Elections 2024 | Pas envie de voter? Voici dix bonnes raisons d’y aller quand même
On peut ne pas avoir envie d’aller voter, mais cela demeure utile. Il existe des arguments pour s’en convaincre. Voici dix bonnes raisons de ne pas bouder l’isoloir.
Le 9 juin, la plupart des citoyens en âge de voter s’acquitteront de leur devoir électoral. Certains s’y rendront avec des pieds de plomb, d’autres ne feront pas le déplacement. Lors des élections fédérales de 2019, quelque 11,6 % d’électeurs n’étaient pas allés voter. Le phénomène augmente dans manière quasi ininterrompue depuis un demi-siècle. Si on y ajoute les votes blancs et nuls, ce sont 17 % des électeurs qui n’ont pas exprimé de vote.
Certains arguments, dont voici une liste non exhaustive, pourraient cependant alimenter leur réflexion. Parce que voter n’est peut-être pas une si mauvaise idée…
1. Parce qu’aller voter, c’est obligatoire
C’est une tautologie : les Belges sont obligés de voter parce que le vote est obligatoire. Voilà une excellente raison de jouer le jeu.
Mais un électeur belge sur dix ne s’est pas rendu aux urnes lors des derniers scrutins. Et ce n’est pas un secret, les sanctions prévues par le code électoral pour toute absence injustifiée – de quarante à quatre-vingts euros et jusqu’à deux cents euros en cas de récidive – sont rarement appliquées. En outre, l’obligation, en vigueur depuis 1893, l’est un peu moins désormais : les électeurs de 16 et 17 ans seront autorisés à voter aux élections européennes, en juin, sans y être obligés (NDLR, 21/03/2024: la Cour constitutionnelle a rendu un arrêt le 21 mars 2024, impliquant tout de même une obligation, pour ces jeunes électeurs). En Flandre, elle n’aura désormais plus cours lors des élections locales.
A côté de son caractère légal, l’obligation fait donc appel à d’autres dimensions, relevant du sens civique, de la participation à l’exercice de la démocratie. « Voter est un droit et il n’est pas dénué de sens, en tant que citoyens, de faire valoir les droits qui nous sont octroyés. Il y a dans le même temps un élément de devoir civique qui y est lié », commente Emilie van Haute, politologue au Cevipol (ULB). Droit et devoir sont les deux faces d’une même pièce.
Les défenseurs de l’obligation avancent régulièrement l’argument selon lequel elle contraint les partis politiques à s’adresser à l’ensemble de l’électorat. Ses opposants invoquent le même argument, symétriquement : sans obligation, le politique serait poussé à conquérir l’ensemble de la population, même les moins enclins à voter.
Certaines catégories sociales sont davantage représentées parmi les gens qui ne votent pas.

--------

Travail demandé —
a: Relevez tous les montants en euros des sanctions mentionnées dans l'article sur le vote.
b: Rédigez la suite de l'article sur le vote, à partir de sa dernière phrase.

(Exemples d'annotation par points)
--------

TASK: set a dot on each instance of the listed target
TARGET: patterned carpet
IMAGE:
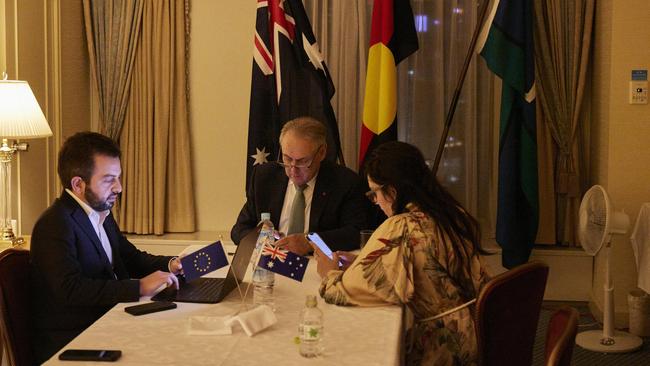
(583, 357)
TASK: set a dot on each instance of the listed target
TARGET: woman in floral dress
(425, 255)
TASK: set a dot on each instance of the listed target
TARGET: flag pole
(459, 87)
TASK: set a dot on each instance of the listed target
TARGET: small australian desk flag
(203, 261)
(283, 262)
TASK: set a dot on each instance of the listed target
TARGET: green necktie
(297, 218)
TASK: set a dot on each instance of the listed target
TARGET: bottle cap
(311, 301)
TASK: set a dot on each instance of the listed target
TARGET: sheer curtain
(426, 83)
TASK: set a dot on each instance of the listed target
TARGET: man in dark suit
(81, 264)
(334, 202)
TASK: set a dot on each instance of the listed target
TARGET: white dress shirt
(288, 201)
(97, 220)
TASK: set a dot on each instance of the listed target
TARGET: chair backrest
(507, 312)
(15, 305)
(561, 336)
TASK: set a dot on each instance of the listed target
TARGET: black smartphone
(320, 243)
(90, 355)
(150, 307)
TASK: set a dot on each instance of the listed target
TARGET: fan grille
(593, 219)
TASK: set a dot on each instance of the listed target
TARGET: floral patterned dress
(409, 261)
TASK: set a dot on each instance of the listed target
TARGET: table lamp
(20, 118)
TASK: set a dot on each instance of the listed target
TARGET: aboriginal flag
(392, 39)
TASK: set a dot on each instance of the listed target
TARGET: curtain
(563, 32)
(341, 29)
(112, 33)
(157, 175)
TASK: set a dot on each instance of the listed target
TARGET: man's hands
(324, 263)
(296, 243)
(152, 282)
(175, 266)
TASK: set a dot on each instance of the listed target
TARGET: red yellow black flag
(392, 39)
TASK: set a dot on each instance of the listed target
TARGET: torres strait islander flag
(392, 39)
(506, 44)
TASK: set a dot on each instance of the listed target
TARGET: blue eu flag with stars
(283, 262)
(203, 261)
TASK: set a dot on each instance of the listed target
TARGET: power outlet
(639, 92)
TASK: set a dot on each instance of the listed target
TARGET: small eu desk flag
(283, 262)
(204, 261)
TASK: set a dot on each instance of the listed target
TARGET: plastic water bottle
(263, 280)
(310, 328)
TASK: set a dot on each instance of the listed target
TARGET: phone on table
(320, 243)
(150, 307)
(90, 355)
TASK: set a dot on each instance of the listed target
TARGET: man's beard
(95, 202)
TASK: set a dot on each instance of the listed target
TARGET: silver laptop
(213, 290)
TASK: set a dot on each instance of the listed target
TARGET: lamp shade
(20, 115)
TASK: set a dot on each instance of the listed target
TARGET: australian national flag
(283, 262)
(204, 261)
(289, 80)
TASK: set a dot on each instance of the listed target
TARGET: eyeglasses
(305, 163)
(372, 193)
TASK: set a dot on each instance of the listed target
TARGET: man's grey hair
(306, 127)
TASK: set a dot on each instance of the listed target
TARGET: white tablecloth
(640, 240)
(353, 336)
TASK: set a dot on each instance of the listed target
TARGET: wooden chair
(561, 336)
(507, 312)
(15, 306)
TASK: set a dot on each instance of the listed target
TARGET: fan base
(623, 342)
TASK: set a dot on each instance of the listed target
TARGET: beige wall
(621, 131)
(220, 76)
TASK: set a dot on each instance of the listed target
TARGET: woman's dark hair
(77, 155)
(402, 166)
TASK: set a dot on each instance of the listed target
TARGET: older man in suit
(304, 193)
(81, 264)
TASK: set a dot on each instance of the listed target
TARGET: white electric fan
(598, 222)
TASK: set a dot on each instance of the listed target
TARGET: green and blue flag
(507, 47)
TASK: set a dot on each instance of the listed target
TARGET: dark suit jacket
(73, 283)
(338, 208)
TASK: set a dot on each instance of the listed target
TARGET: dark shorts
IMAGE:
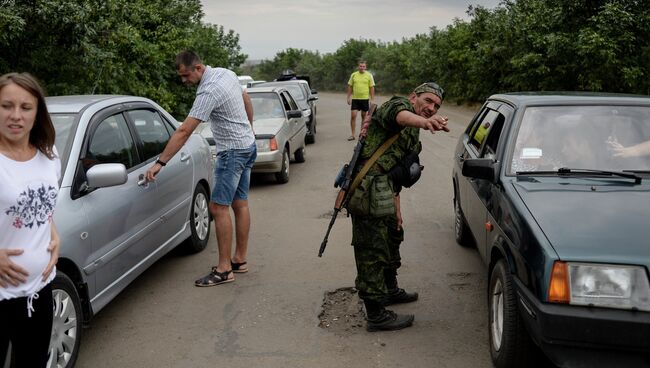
(359, 105)
(29, 336)
(232, 175)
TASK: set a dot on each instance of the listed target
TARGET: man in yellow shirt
(361, 87)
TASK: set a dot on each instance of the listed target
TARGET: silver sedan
(112, 224)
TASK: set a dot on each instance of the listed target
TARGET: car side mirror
(106, 175)
(481, 168)
(291, 114)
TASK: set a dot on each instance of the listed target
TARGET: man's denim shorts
(232, 175)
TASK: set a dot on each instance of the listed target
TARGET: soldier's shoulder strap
(371, 161)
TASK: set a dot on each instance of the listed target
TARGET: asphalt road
(269, 316)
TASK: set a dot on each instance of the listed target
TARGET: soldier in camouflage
(376, 240)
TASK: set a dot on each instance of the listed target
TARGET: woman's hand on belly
(11, 274)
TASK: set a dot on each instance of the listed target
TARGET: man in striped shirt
(221, 102)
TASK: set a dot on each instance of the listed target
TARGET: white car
(280, 130)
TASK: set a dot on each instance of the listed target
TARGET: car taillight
(558, 290)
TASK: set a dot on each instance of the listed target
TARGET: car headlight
(600, 285)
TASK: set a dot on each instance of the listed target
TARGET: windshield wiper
(565, 171)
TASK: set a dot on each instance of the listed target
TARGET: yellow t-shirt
(361, 83)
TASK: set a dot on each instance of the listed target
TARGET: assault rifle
(344, 180)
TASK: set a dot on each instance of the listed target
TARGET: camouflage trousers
(376, 242)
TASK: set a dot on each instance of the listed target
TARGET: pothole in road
(342, 311)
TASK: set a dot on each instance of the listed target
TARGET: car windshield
(266, 105)
(612, 138)
(64, 126)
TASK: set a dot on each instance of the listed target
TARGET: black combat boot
(398, 296)
(395, 294)
(381, 319)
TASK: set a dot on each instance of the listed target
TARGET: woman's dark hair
(42, 134)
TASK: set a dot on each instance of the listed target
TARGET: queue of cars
(306, 98)
(545, 186)
(554, 192)
(107, 143)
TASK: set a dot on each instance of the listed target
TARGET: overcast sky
(266, 27)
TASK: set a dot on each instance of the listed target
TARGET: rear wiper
(567, 171)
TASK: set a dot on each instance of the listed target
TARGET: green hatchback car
(553, 190)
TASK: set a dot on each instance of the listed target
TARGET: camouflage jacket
(383, 126)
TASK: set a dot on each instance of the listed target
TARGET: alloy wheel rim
(496, 320)
(64, 329)
(201, 216)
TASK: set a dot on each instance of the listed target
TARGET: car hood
(268, 126)
(591, 222)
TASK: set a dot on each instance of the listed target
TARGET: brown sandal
(239, 267)
(214, 278)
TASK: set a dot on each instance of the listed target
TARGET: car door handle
(142, 181)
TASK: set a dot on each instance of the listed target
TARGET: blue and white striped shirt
(219, 101)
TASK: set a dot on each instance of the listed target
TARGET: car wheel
(461, 230)
(199, 221)
(300, 154)
(510, 344)
(66, 324)
(310, 138)
(283, 175)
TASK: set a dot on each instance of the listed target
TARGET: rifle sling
(370, 162)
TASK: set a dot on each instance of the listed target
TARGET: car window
(296, 91)
(63, 126)
(151, 129)
(482, 129)
(266, 105)
(289, 102)
(111, 142)
(582, 137)
(494, 136)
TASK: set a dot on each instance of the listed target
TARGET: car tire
(510, 344)
(283, 175)
(461, 230)
(66, 323)
(199, 221)
(310, 138)
(299, 155)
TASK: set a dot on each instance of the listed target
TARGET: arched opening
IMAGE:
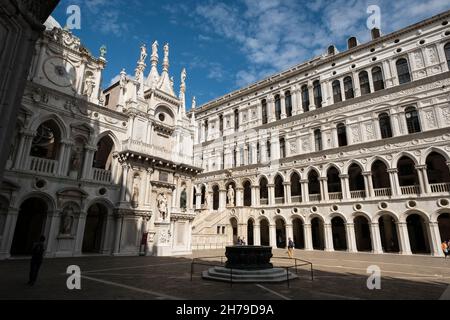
(342, 135)
(356, 182)
(412, 120)
(318, 234)
(444, 226)
(264, 232)
(296, 189)
(407, 176)
(438, 173)
(314, 186)
(263, 192)
(337, 93)
(299, 233)
(247, 194)
(418, 235)
(334, 184)
(288, 100)
(377, 78)
(403, 71)
(104, 155)
(278, 107)
(385, 125)
(348, 88)
(364, 83)
(281, 233)
(250, 232)
(339, 234)
(30, 226)
(234, 227)
(305, 98)
(380, 179)
(362, 233)
(94, 230)
(279, 190)
(389, 234)
(216, 197)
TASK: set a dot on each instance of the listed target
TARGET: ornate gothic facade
(348, 151)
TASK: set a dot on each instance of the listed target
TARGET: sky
(225, 45)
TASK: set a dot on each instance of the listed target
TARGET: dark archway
(250, 232)
(339, 234)
(264, 232)
(299, 233)
(30, 226)
(418, 235)
(389, 234)
(318, 234)
(94, 230)
(362, 233)
(281, 233)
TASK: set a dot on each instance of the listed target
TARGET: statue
(67, 218)
(230, 195)
(143, 53)
(162, 206)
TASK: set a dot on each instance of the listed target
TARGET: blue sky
(225, 45)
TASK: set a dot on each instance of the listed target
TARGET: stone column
(351, 238)
(308, 237)
(328, 233)
(435, 238)
(405, 246)
(273, 235)
(375, 237)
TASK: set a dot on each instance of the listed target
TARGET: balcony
(45, 166)
(410, 190)
(101, 175)
(440, 187)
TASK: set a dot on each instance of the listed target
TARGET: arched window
(305, 98)
(412, 120)
(47, 141)
(342, 135)
(377, 77)
(385, 126)
(264, 111)
(288, 100)
(364, 82)
(447, 54)
(282, 148)
(348, 87)
(317, 94)
(337, 94)
(236, 120)
(403, 71)
(278, 107)
(318, 140)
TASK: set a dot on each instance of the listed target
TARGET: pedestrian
(291, 246)
(37, 255)
(445, 248)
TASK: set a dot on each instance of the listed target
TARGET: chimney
(352, 43)
(375, 33)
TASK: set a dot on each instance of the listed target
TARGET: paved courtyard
(337, 276)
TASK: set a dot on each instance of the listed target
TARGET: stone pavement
(338, 275)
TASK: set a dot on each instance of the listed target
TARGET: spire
(153, 77)
(164, 81)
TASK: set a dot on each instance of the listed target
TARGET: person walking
(37, 256)
(291, 246)
(445, 248)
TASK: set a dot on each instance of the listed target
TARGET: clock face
(60, 72)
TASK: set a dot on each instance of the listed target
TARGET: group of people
(446, 248)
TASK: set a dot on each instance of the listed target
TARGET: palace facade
(348, 151)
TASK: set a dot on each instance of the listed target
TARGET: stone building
(349, 151)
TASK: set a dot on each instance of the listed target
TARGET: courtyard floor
(338, 275)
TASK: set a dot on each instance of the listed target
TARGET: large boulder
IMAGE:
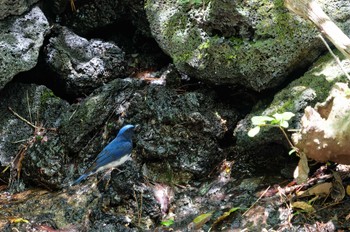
(21, 39)
(309, 89)
(14, 7)
(325, 129)
(82, 64)
(257, 44)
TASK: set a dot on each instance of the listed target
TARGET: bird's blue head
(126, 132)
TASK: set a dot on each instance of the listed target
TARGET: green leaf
(202, 219)
(167, 223)
(291, 151)
(284, 116)
(261, 120)
(278, 116)
(284, 124)
(287, 115)
(254, 131)
(226, 214)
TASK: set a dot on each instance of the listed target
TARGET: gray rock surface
(21, 38)
(82, 64)
(14, 7)
(257, 44)
(42, 152)
(309, 89)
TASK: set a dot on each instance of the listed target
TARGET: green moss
(46, 95)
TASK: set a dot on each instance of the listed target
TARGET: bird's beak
(137, 128)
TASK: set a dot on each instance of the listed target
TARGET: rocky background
(190, 73)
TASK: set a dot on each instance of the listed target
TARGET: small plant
(276, 120)
(281, 121)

--------

Réponses attendues —
a:
- Quarante euros
- Quatre-vingts euros
- Deux cents euros (en cas de récidive)

b:
Emilie Van Haute
Toujours est-il qu’en Belgique, pionnière en la matière, l’obligation date de 1893. Cette date marqua aussi la fin du principe du vote censitaire et l’avènement du suffrage universel masculin avec vote plural. Chaque avancée ayant conduit à une progression du suffrage universel impliqua la réparation d’injustices et fut le fruit de combats, ce qui ajoute éventuellement un aspect moral, aujourd’hui, au fait de s’acquitter de ce geste démocratique. « D’autres se sont battus pour ce droit… »
En réalité, rappellent les politologues, contrairement à ce que l’on est porté à croire spontanément, le parti catholique, au pouvoir, défendait alors l’obligation de vote, pour s’assurer que les électeurs les plus « modérés » participent au scrutin. Il s’agissait de réduire le poids d’électeurs plus « radicaux », alors que le POB, ancêtre du parti socialiste, s’apprêtait à entrer dans l’arène électorale.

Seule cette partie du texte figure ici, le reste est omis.